» Task brief: Print the data exactly as it is given, please.

» Information shown:
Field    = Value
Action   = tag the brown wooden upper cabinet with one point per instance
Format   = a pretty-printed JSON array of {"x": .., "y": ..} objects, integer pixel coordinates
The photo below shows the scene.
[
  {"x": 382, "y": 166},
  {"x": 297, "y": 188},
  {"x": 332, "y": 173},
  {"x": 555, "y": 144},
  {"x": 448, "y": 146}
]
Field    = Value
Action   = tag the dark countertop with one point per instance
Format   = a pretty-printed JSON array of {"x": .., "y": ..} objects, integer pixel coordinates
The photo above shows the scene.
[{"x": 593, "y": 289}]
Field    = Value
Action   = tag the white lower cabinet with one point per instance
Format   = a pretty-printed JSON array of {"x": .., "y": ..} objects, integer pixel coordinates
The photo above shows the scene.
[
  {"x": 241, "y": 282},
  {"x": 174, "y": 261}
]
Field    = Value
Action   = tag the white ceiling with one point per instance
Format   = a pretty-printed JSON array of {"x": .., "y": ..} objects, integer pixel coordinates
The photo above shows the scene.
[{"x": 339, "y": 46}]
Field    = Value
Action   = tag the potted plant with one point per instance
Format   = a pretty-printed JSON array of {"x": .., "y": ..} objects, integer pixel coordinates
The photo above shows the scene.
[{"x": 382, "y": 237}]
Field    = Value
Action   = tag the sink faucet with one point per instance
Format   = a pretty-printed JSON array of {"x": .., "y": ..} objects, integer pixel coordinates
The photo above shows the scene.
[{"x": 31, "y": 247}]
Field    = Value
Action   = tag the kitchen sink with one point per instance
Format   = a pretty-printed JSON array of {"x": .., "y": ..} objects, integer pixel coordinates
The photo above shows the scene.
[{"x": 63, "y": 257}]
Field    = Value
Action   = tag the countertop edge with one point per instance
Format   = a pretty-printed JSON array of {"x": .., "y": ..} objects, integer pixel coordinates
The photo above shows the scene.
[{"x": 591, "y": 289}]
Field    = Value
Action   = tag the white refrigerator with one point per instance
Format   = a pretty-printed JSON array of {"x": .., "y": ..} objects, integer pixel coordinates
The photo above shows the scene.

» Right answer:
Field    = Value
Action   = tag the brown wooden upper cabinet with one point per instance
Format   = a pretty-printed JSON array of {"x": .., "y": ..} objects, integer pixel coordinates
The photo below shows the scene.
[
  {"x": 382, "y": 166},
  {"x": 297, "y": 188},
  {"x": 332, "y": 173},
  {"x": 555, "y": 144},
  {"x": 448, "y": 146}
]
Field    = Value
Action   = tag the dark countertop with one point per instance
Format   = a pretty-printed JSON array of {"x": .., "y": ..} objects, integer pixel coordinates
The photo above shows the scene.
[{"x": 593, "y": 289}]
Field    = Value
Action   = tag the white lower cabinet with one point per instance
Format   = a pretty-printed JSON array of {"x": .., "y": ..} objects, integer pixel coordinates
The photo above shows the scene.
[
  {"x": 241, "y": 282},
  {"x": 174, "y": 261}
]
Field    = Value
Action   = tag the white ceiling with one point per instance
Format   = a pretty-printed JSON array of {"x": .., "y": ..} objects, integer pixel coordinates
The photo above shows the scene.
[{"x": 339, "y": 46}]
Field    = Value
Action   = tag the potted plant with one point per instance
Format   = a pretty-printed JSON array of {"x": .., "y": ..} objects, integer pixel coordinates
The photo above shows the scene.
[{"x": 382, "y": 237}]
Field    = Value
Action   = tag the sink faucet with one point per instance
Format   = a pretty-printed JSON array of {"x": .., "y": ..} objects, integer pixel coordinates
The photo above shows the scene.
[{"x": 31, "y": 247}]
Field    = Value
Action   = tag the kitchen sink with one point per instance
Format   = a pretty-printed JSON array of {"x": .., "y": ..} objects, integer pixel coordinates
The photo above shows the scene.
[{"x": 63, "y": 257}]
Field    = Value
Action   = tag the countertop edge with one point per instance
Format   = a pretty-printed JSON array of {"x": .., "y": ..} objects, integer pixel coordinates
The photo above shows the scene.
[{"x": 591, "y": 289}]
Field    = Value
Action   = tag the white refrigerator with one point per instance
Format   = a pretty-printed JSON array of {"x": .., "y": ..} objects, integer pixel coordinates
The photo above shows the scene.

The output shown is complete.